> Exercise description
Retype all of the lines below with no changes.

> Information shown
* * *
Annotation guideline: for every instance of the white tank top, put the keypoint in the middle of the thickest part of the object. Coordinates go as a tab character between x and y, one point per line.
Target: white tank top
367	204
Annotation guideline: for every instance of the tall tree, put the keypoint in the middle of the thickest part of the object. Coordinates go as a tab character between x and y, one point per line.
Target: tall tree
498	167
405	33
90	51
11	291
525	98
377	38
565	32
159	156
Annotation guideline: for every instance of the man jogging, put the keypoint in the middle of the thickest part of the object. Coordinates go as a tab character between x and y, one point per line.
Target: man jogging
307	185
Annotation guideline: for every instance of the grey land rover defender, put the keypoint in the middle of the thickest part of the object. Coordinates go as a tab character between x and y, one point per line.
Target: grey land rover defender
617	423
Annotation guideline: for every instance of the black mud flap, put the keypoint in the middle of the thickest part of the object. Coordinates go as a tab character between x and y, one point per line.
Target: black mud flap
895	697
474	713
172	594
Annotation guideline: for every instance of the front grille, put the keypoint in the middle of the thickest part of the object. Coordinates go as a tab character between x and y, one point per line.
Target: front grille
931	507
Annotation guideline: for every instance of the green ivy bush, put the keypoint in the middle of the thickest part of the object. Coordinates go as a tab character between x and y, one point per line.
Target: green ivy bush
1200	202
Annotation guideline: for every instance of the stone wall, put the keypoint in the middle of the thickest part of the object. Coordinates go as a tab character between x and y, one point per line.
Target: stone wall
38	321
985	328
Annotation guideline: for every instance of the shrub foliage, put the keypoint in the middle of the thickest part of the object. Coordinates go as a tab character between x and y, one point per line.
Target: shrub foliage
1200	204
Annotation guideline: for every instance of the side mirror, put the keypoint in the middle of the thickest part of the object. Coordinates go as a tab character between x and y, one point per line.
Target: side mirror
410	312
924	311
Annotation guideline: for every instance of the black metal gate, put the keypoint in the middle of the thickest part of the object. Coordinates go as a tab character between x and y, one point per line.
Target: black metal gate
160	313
* * *
> Result of this task
Annotation guideline: for every instance of the white tank top, put the keypoint in the middle of the thickest part of the object. Coordinates go as a tab character between x and y, one point per line.
Target: white tank top
367	204
Annotation guideline: for every instance of the tall tree, put the keypoint in the middle of the thickest part of the object. Coordinates go as a tab character between x and y, one point per line.
Target: tall tree
498	167
405	33
90	51
11	291
525	98
377	38
565	32
159	156
Annotation guideline: for every instance of the man jogging, put the keypoint in the middle of the thickest part of the object. Coordinates go as a tab character between x and y, one point per line.
Target: man jogging
307	185
Annotation guideline: for every instance of the grey land rover defender, put the keypoint in the middle of the thickest part of the object. Coordinates go as a tab character between x and y, one point per line.
Target: grey land rover defender
617	423
Annotation guideline: for every instance of the black mud flap, put the keypoint in the middle of the thickest part of the object. Coordinates go as a tab character between x and y, one point per line.
Target: black mud flap
895	697
474	713
172	594
Annotation guideline: for every instance of the front grille, put the keypoint in the middle of the thickest part of the object. Coordinates go as a tab character between x and y, one point per line.
Target: front grille
931	507
Annotation guideline: for every instance of the green ivy bush, put the keypoint in the middle of the thickest part of the object. Coordinates go as a tab character between x and y, one point per line.
Target: green ivy bush
1200	202
Annotation guideline: for every instance of the stone wall, put the keypoint in the middle of the thickest part of the object. Coordinates go as a tab character between x and y, one point per line.
Target: stone wall
38	321
985	328
Annotation guideline: for every instance of the shrub foliage, put the keypoint in the middle of the thickest part of the object. Coordinates go as a tab character between x and y, one point per line.
Target: shrub foliage
1200	204
Annotation guideline: for every instance of the side mirror, put the keypoint in the middle of the thickest part of the object. Coordinates go as a tab character between x and y, one point per line.
Target: side mirror
410	312
924	311
Annotation guideline: for every instance of the black metal gate, put the keypoint in the middle of the thickest part of the object. Coordinates go as a tab character between x and y, one point per line.
Target: black metal gate
160	313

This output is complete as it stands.